Problem description: Rewrite every line of the records below as a numbered list, leaving out the blank lines.
§
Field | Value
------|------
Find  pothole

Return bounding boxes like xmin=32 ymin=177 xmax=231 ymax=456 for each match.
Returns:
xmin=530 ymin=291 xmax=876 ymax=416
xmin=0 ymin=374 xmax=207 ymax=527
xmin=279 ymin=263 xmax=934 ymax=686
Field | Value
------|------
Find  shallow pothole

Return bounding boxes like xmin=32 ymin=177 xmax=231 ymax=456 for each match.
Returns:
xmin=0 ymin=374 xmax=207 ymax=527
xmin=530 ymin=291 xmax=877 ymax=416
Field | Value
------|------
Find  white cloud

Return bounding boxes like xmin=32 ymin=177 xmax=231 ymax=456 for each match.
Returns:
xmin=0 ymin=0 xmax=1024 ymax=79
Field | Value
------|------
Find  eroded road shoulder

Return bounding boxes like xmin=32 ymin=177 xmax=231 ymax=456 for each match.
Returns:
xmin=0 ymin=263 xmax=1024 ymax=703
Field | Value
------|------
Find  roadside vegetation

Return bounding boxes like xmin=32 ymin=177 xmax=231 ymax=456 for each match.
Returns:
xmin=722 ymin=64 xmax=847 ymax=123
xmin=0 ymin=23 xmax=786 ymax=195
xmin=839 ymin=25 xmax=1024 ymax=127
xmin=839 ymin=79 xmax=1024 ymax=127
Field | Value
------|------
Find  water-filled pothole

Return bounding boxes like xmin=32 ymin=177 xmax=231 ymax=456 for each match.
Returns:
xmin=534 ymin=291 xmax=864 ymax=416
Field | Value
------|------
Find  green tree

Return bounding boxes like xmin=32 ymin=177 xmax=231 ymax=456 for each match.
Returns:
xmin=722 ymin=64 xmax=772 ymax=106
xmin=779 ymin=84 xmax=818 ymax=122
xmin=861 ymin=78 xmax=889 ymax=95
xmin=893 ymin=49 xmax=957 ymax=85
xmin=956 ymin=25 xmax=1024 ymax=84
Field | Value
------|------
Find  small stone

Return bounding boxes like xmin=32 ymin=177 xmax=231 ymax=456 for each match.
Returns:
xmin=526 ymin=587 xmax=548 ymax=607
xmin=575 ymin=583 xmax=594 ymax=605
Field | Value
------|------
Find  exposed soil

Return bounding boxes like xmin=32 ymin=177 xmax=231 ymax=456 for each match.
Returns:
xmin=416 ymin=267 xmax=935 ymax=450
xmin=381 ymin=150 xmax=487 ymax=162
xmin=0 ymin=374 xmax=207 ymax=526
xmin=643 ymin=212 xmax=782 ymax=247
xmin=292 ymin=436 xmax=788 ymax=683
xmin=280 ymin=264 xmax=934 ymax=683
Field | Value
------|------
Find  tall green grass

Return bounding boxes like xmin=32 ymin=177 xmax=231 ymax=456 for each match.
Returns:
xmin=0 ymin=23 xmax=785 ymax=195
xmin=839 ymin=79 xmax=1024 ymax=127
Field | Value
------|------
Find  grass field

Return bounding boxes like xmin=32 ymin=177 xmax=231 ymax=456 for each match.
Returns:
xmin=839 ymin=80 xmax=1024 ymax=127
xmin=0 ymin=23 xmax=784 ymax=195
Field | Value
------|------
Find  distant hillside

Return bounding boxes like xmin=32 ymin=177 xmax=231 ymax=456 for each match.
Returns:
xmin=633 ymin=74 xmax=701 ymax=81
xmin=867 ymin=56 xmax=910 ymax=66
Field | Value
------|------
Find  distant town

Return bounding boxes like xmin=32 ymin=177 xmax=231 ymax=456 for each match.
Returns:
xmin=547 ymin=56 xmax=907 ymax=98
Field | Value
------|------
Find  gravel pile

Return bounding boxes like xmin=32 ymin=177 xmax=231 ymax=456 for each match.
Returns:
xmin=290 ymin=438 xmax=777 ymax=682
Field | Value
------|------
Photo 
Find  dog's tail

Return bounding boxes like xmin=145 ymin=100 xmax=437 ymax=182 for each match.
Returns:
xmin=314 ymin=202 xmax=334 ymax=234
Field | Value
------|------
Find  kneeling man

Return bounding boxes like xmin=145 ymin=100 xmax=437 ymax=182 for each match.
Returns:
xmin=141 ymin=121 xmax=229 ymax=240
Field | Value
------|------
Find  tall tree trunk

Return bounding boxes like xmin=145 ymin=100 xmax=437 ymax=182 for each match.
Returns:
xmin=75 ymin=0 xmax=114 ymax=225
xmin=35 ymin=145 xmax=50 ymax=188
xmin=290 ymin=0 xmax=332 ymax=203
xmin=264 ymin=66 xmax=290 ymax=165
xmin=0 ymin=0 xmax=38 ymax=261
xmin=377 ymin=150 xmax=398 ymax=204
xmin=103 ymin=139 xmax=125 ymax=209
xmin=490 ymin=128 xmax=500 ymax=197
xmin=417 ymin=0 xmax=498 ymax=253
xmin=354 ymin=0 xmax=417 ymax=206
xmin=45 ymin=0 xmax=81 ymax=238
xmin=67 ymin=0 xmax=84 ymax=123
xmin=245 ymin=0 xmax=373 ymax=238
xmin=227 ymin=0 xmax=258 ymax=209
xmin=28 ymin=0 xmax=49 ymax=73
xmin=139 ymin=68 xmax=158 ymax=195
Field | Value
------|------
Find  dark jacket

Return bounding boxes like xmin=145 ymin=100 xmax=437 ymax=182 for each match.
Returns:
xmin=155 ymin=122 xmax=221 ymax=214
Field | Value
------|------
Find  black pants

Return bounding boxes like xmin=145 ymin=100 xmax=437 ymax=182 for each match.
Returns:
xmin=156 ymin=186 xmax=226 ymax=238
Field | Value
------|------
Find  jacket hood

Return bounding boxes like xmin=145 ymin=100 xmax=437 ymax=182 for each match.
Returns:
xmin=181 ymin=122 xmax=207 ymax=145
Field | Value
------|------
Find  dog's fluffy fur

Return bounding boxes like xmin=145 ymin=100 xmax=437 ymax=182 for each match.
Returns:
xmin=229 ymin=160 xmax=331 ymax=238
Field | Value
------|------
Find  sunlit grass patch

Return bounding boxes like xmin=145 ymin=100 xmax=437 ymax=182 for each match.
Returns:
§
Solution:
1. Field | Value
2. ------|------
3. Find  pothole
4. Return bounding boxes like xmin=32 ymin=177 xmax=231 ymax=456 for each match.
5. Returns:
6. xmin=530 ymin=291 xmax=876 ymax=416
7. xmin=0 ymin=374 xmax=207 ymax=527
8. xmin=279 ymin=263 xmax=934 ymax=686
9. Field | Value
10. ------|------
11. Find  shallow pothole
12. Return bounding boxes like xmin=32 ymin=177 xmax=231 ymax=456 for each match.
13. Returns:
14. xmin=0 ymin=374 xmax=207 ymax=527
15. xmin=530 ymin=291 xmax=877 ymax=416
16. Field | Value
17. ------|------
18. Find  white cloud
19. Return bounding boxes like xmin=32 ymin=177 xmax=231 ymax=456 for each match.
20. Returns:
21. xmin=0 ymin=0 xmax=1024 ymax=79
22. Field | Value
23. ------|------
24. Find  eroded road shoulder
25. Return bounding boxes like xmin=32 ymin=177 xmax=231 ymax=456 for each match.
26. Returns:
27. xmin=0 ymin=263 xmax=1024 ymax=703
28. Field | Value
29. ------|------
30. Find  roadside vegetation
31. Return bounding boxes like xmin=32 ymin=177 xmax=231 ymax=456 for each match.
32. Returns:
33. xmin=722 ymin=64 xmax=847 ymax=123
34. xmin=0 ymin=23 xmax=786 ymax=195
35. xmin=839 ymin=25 xmax=1024 ymax=127
36. xmin=839 ymin=79 xmax=1024 ymax=127
37. Field | Value
38. ------|------
39. Find  water-filled pothole
40. Return bounding boxes like xmin=32 ymin=177 xmax=231 ymax=456 for each match.
41. Returns:
42. xmin=534 ymin=291 xmax=864 ymax=416
43. Field | Value
44. ------|------
45. Find  green tree
46. Return bounding boxes like xmin=32 ymin=177 xmax=231 ymax=456 for each match.
47. Returns:
48. xmin=722 ymin=64 xmax=772 ymax=106
49. xmin=779 ymin=84 xmax=818 ymax=122
50. xmin=861 ymin=78 xmax=889 ymax=95
51. xmin=893 ymin=49 xmax=957 ymax=85
52. xmin=956 ymin=25 xmax=1024 ymax=84
53. Field | Value
54. ------|------
55. Find  small stone
56. Return bounding boxes like xmin=32 ymin=177 xmax=231 ymax=456 for each match.
57. Returns:
58. xmin=526 ymin=587 xmax=548 ymax=607
59. xmin=575 ymin=583 xmax=594 ymax=605
60. Field | Value
61. ------|------
62. Find  exposed soil
63. Return bounding boxes like xmin=32 ymin=177 xmax=231 ymax=456 for each match.
64. Returns:
65. xmin=416 ymin=267 xmax=935 ymax=450
66. xmin=381 ymin=150 xmax=487 ymax=162
67. xmin=0 ymin=374 xmax=207 ymax=526
68. xmin=643 ymin=212 xmax=782 ymax=247
69. xmin=292 ymin=436 xmax=788 ymax=683
70. xmin=280 ymin=264 xmax=934 ymax=683
71. Field | Value
72. ------|------
73. Find  tall green grass
74. Return bounding boxes like xmin=32 ymin=177 xmax=231 ymax=456 for each match.
75. Returns:
76. xmin=0 ymin=23 xmax=785 ymax=195
77. xmin=839 ymin=79 xmax=1024 ymax=127
78. Field | Value
79. ------|------
80. Find  grass field
81. Return bounding boxes like xmin=32 ymin=177 xmax=231 ymax=456 for each match.
82. Returns:
83. xmin=839 ymin=80 xmax=1024 ymax=127
84. xmin=0 ymin=23 xmax=784 ymax=195
85. Field | Value
86. ------|------
87. Find  distant hillside
88. Return bounding boxes like xmin=32 ymin=177 xmax=231 ymax=456 for each match.
89. Returns:
90. xmin=633 ymin=74 xmax=701 ymax=81
91. xmin=867 ymin=56 xmax=910 ymax=66
92. Field | Value
93. ------|------
94. Find  distant town
95. Return bounding boxes like xmin=32 ymin=177 xmax=231 ymax=456 for each match.
96. Returns:
97. xmin=547 ymin=56 xmax=907 ymax=98
98. Field | Value
99. ------|------
100. Find  gravel pile
101. Return bounding boxes like xmin=32 ymin=177 xmax=231 ymax=456 for each match.
102. Returns:
103. xmin=290 ymin=438 xmax=777 ymax=682
104. Field | Value
105. ------|------
106. Photo 
107. Find  dog's tail
108. Return bounding boxes like xmin=145 ymin=100 xmax=437 ymax=182 for each match.
109. Returns:
110. xmin=314 ymin=202 xmax=334 ymax=234
111. Field | Value
112. ------|------
113. Find  kneeling man
114. Return bounding boxes like xmin=145 ymin=100 xmax=437 ymax=182 for each match.
115. Returns:
116. xmin=141 ymin=121 xmax=229 ymax=240
117. Field | Value
118. ------|------
119. Find  tall tree trunk
120. Return bounding boxes like xmin=145 ymin=100 xmax=437 ymax=182 for each match.
121. Returns:
122. xmin=75 ymin=0 xmax=114 ymax=225
123. xmin=35 ymin=145 xmax=50 ymax=188
124. xmin=290 ymin=0 xmax=332 ymax=203
125. xmin=264 ymin=66 xmax=290 ymax=165
126. xmin=0 ymin=0 xmax=38 ymax=261
127. xmin=377 ymin=150 xmax=398 ymax=204
128. xmin=103 ymin=139 xmax=125 ymax=209
129. xmin=490 ymin=128 xmax=500 ymax=197
130. xmin=417 ymin=0 xmax=498 ymax=253
131. xmin=354 ymin=0 xmax=417 ymax=206
132. xmin=45 ymin=0 xmax=81 ymax=238
133. xmin=67 ymin=0 xmax=84 ymax=123
134. xmin=245 ymin=0 xmax=373 ymax=238
135. xmin=227 ymin=0 xmax=258 ymax=209
136. xmin=28 ymin=0 xmax=49 ymax=73
137. xmin=139 ymin=68 xmax=158 ymax=195
138. Field | Value
139. ------|------
140. Find  dark jacket
141. Return bounding boxes like xmin=145 ymin=100 xmax=437 ymax=182 for each match.
142. Returns:
143. xmin=155 ymin=122 xmax=221 ymax=214
144. Field | Value
145. ------|------
146. Find  black pants
147. Return bounding boxes like xmin=145 ymin=100 xmax=437 ymax=182 for each match.
148. Returns:
149. xmin=156 ymin=186 xmax=226 ymax=238
150. Field | Value
151. ------|------
152. Find  jacket hood
153. Return bounding boxes like xmin=145 ymin=100 xmax=437 ymax=182 for each match.
154. Returns:
155. xmin=181 ymin=122 xmax=207 ymax=145
156. Field | Value
157. ------|------
158. Find  dog's fluffy fur
159. Return bounding boxes like xmin=145 ymin=100 xmax=437 ymax=182 for each match.
160. Returns:
161. xmin=229 ymin=160 xmax=331 ymax=238
162. Field | Value
163. ------|------
164. Find  sunlit grass patch
165. Return bounding boxes like xmin=145 ymin=100 xmax=437 ymax=182 for each match.
166. Returns:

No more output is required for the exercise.